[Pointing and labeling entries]
* * *
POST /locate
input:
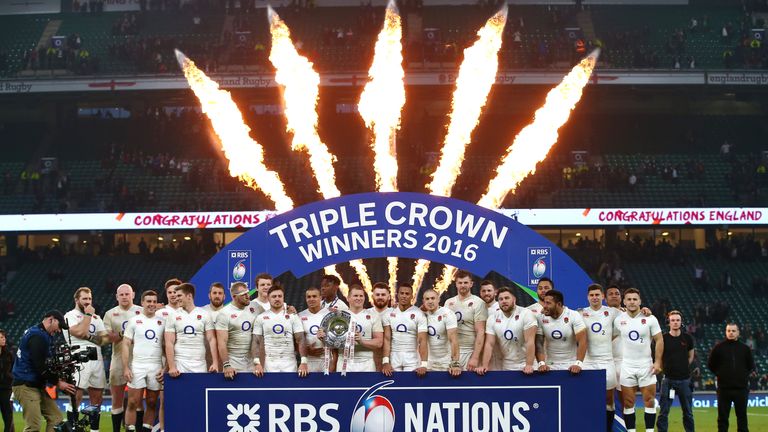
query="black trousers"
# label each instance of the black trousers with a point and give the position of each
(739, 399)
(6, 408)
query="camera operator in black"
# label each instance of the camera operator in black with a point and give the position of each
(30, 374)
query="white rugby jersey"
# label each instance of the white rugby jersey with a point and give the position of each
(493, 308)
(238, 323)
(406, 326)
(73, 318)
(599, 332)
(311, 324)
(560, 335)
(510, 332)
(116, 320)
(190, 328)
(213, 312)
(536, 308)
(438, 324)
(636, 335)
(165, 312)
(256, 302)
(278, 330)
(468, 311)
(147, 336)
(367, 322)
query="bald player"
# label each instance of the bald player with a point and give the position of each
(87, 330)
(561, 337)
(443, 338)
(115, 322)
(542, 287)
(329, 290)
(382, 300)
(311, 318)
(275, 333)
(405, 336)
(234, 331)
(216, 299)
(513, 330)
(263, 283)
(471, 314)
(638, 369)
(369, 334)
(489, 292)
(599, 321)
(187, 330)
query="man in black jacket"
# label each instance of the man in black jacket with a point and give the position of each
(732, 362)
(30, 375)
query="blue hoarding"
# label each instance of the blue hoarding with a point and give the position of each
(499, 401)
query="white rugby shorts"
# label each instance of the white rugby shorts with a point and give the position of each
(91, 375)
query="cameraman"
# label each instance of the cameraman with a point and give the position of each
(30, 374)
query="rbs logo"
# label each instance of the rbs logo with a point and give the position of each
(539, 264)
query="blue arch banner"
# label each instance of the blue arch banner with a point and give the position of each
(397, 224)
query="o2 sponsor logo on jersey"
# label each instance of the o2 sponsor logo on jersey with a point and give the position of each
(539, 264)
(239, 266)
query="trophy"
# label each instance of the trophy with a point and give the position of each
(336, 325)
(339, 334)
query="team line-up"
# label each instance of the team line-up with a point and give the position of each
(264, 335)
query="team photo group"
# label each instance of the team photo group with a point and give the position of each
(169, 334)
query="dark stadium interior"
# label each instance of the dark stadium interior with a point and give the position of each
(641, 146)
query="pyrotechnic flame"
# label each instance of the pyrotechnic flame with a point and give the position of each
(533, 143)
(419, 271)
(392, 267)
(441, 285)
(245, 155)
(477, 74)
(300, 92)
(381, 105)
(383, 99)
(331, 270)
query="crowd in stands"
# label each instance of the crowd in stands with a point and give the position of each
(69, 53)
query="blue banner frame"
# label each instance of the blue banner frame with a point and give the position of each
(399, 224)
(503, 401)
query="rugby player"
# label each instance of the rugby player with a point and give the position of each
(274, 333)
(369, 334)
(405, 336)
(638, 369)
(187, 329)
(561, 338)
(142, 361)
(216, 299)
(382, 300)
(329, 290)
(115, 321)
(488, 293)
(234, 331)
(471, 315)
(263, 283)
(542, 286)
(443, 339)
(87, 330)
(513, 330)
(311, 317)
(599, 321)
* * *
Go through the data above and transcribe it in full, omitting any image.

Output of the task =>
POST /locate
input:
query="black trousers"
# label each instance of the black trousers with a point and give the position of each
(739, 399)
(6, 408)
query="camera operator in black"
# label each instance of the camera operator in black with a point and give the position of each
(30, 374)
query="white rugby jersey"
# label each instance of the white rugby jersey with a point and give the position of each
(493, 308)
(238, 323)
(406, 326)
(73, 318)
(599, 332)
(311, 324)
(560, 335)
(510, 332)
(116, 320)
(190, 328)
(213, 312)
(536, 308)
(438, 324)
(636, 335)
(165, 312)
(256, 302)
(278, 330)
(468, 311)
(147, 336)
(367, 322)
query="bald player"
# label each instance of the bald player with a point and give the position of each
(87, 330)
(561, 337)
(443, 338)
(115, 322)
(542, 287)
(329, 290)
(382, 300)
(311, 318)
(275, 333)
(405, 336)
(234, 331)
(216, 299)
(513, 330)
(263, 283)
(471, 314)
(638, 369)
(369, 334)
(489, 292)
(599, 321)
(187, 330)
query="man in black jacket"
# label each instance of the man in black jacket with a point and give the position of each
(732, 362)
(30, 375)
query="blue hoarding"
# label each instance of the blue hoarding with a point and give the position of each
(499, 401)
query="white rugby shorts"
# label each instance of the white rugby shorts with a point and give the position of each
(91, 375)
query="cameraman"
# label each instance of the cameraman with a point and give the position of each
(30, 374)
query="rbs logo"
# label each instance of the rbs logo with a point and give the position of each
(539, 264)
query="blue arch banner"
# label each instance of the blue arch banner with a point and give the position of each
(397, 224)
query="o2 sponsor logo on jersey"
# label each instance of the o2 sponsor logo on jersey with a point and give the position of each
(539, 264)
(239, 266)
query="trophy"
# label each instance of the trophy with a point and give the position of each
(336, 325)
(339, 334)
query="team line-up"
# label each instance of the team line-up with a point and give the position of each
(264, 335)
query="team photo group"
# label each instance of the team photo group with a point and give the position of each
(169, 334)
query="dark stadium interior"
# label each instance of the dark stadium interior with a point and give the position of each
(641, 146)
query="pyrotechnic flame"
# label each instance of the pyrotechnic flame with a point and give the position of each
(533, 143)
(419, 271)
(392, 267)
(441, 285)
(245, 155)
(477, 74)
(300, 92)
(381, 105)
(383, 99)
(331, 270)
query="crowd in stands"
# label each instance of the crowd in stands with a point and give the position of each
(69, 53)
query="blue banner frame"
# label each instance of the blue banner frame with a point and give the position of each
(399, 224)
(503, 401)
query="rugby player"
# label each instance of the rugby player with a point and give the position of each
(274, 333)
(369, 334)
(405, 336)
(638, 369)
(187, 329)
(561, 338)
(142, 361)
(216, 299)
(382, 300)
(329, 290)
(115, 321)
(488, 293)
(234, 331)
(471, 315)
(263, 283)
(542, 286)
(443, 339)
(87, 330)
(513, 330)
(311, 317)
(599, 321)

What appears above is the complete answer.